# Consignas del ejercicio
1. ¿De dónde proviene la inquietud, según el fragmento sobre la inquietud del alma?
2. Escriba la continuación del fragmento sobre la inquietud del alma, a partir del punto en que termina.

# Fragmento de texto
------------------------------------------------------------

Si no encuentra enseguida lo que desea, caerá en
inquietud y en impaciencia, las cuales, lejos de librarla del mal
presente, lo empeorarán, y el alma quedará sumida en una angustia y una
tristeza, y en una falta de aliento y de fuerzas tal, que le parecerá
que su mal no tiene ya remedio. He aquí, pues, cómo la tristeza, que al
principio es justa, engendra la inquietud, y ésta le produce un aumento
de tristeza, que es mala sobre toda medida.

La inquietud es el
mayor mal que puede sobrevenir a un alma, fuera del pecado; porque, así
como las sediciones y revueltas intestinas de una nación la arruinan
enteramente, e impiden que pueda resistir al extranjero, de la misma
manera nuestro corazón, cuando está interiormente perturbado e inquieto,
pierde la fuerza para conservar las virtudes que había adquirido, y
también la manera de resistir las tentaciones del enemigo, el cual hace
entonces toda clase de esfuerzos para pescar a río revuelto, como suele
decirse.

La inquietud proviene del deseo desordenado de librarse
del mal que se siente o de adquirir el bien que se espera, y, sin
embargo, nada hay que empeore más el mal y que aleje tanto el bien como
la inquietud y el ansia. Los pájaros quedan prisioneros en las redes y
en las trampas porque, al verse cogidos en ellas, comienzan a agitarse y
revolverse convulsivamente para poder salir, lo cual es causa de que, a
cada momento, se enreden más. Luego, cuando te apremie el deseo de
verte libre de algún mal o de poseer algún bien, ante todo es menester
procurar el reposo y la tranquilidad del espíritu y el sosiego del
entendimiento y de la voluntad, y después, suave y dulcemente, perseguir
el logro de los deseos, empleando, con orden, los medios convenientes; y
cuando digo suavemente, no quiero decir con negligencia, sino sin
precipitación, turbación e inquietud; de lo contrario, en lugar de
conseguir el objeto de tus deseos, lo echarás todo a perder y te
enredarás cada vez más.

------------------------------------------------------------

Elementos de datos
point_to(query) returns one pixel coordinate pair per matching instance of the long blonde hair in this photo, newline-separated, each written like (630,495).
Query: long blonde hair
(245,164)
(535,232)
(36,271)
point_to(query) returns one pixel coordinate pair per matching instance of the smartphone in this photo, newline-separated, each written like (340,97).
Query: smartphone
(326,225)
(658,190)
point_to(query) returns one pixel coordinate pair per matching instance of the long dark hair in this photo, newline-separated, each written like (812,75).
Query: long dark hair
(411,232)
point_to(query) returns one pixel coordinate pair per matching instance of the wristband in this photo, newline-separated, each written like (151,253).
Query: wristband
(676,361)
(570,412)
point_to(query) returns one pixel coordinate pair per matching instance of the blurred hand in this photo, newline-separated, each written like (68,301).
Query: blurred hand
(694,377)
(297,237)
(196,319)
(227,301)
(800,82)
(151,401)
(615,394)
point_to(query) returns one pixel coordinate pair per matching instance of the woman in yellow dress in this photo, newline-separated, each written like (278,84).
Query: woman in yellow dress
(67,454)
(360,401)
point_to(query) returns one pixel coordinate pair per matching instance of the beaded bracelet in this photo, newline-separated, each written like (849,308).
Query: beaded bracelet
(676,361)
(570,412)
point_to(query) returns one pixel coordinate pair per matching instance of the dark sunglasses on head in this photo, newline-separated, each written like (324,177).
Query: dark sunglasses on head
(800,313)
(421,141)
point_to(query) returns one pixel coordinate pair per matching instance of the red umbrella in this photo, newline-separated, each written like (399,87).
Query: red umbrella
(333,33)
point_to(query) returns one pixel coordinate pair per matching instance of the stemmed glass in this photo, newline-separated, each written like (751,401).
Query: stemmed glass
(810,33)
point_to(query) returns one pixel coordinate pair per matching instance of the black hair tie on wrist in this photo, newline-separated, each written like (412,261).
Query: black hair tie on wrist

------------------------------------------------------------

# Respuestas del ejercicio
1. Del deseo desordenado de librarse del mal que se siente o de adquirir el bien que se espera.

2.
"Mi alma -decía David- siempre está
puesta, ¡oh Señor!, en mis manos, y no puedo olvidar tu santa ley".
Examina, pues, una vez al día a lo menos, o por la noche y por la
mañana, si tienes tu alma en tus manos, o si alguna pasión o inquietud
te la ha robado: considera si tienes tu corazón bajo tu dominio, o bien
si ha huido de tus manos, para enredarse en alguna pasión desordenada de
amor, de aborrecimiento, de envidia, de deseo, de temor, de enojo, de
alegría. Y, si se ha extraviado, procura, ante todo, buscarlo y
conducirlo a la presencia de Dios, poniendo todos tus afectos y deseos
bajo la obediencia y la dirección de su divina voluntad. Porque, así
como los que temen perder alguna cosa que les agrada mucho, la tienen
bien cogida de la mano, así también, a imitación de aquel gran rey,
hemos de decir siempre: "¡Oh Dios mío!, mi alma está en peligro; por
esto la tengo siempre en mis manos, y, de esta manera, no he olvidado tu
santa ley"
.

No permitas que tus deseos te inquieten, por
pequeños y por poco importantes que sean; porque, después de los
pequeños, los grandes y los más importantes encontrarán tu corazón más
dispuesto a la turbación y al desorden. Cuando sientas que llega la
inquietud, encomiéndate a Dios y resuelve no hacer nada de lo que tu
deseo reclama hasta que aquélla haya totalmente pasado, a no ser que se
trate de alguna cosa que no se pueda diferir; en este caso, es menester
refrenar la corriente del deseo, con un suave y tranquilo esfuerzo,
templándola y moderándola en la medida de lo posible, y hecho esto,
poner manos a la obra, no según los deseos, sino según la razón.

Si
puedes manifestar la inquietud al director de tu alma, o, a lo menos, a
algún confidente y devoto amigo, no dudes que enseguida te sentirás
sosegada; porque la comunicación de los dolores del corazón hace en el
alma el mismo efecto que la sangría en el cuerpo que siempre está
calenturiento: es el remedio de los remedios. Por este motivo, dio San
Luis este aviso a su hijo: "Si sientes en tu corazón algún malestar,
dilo enseguida a tu confesor o a alguna buena persona, y así podrás
sobrellevar suavemente tu mal, por el consuelo que sentirás"
.

San
Francisco de Sales, en “Introducción a la Vida Devota”.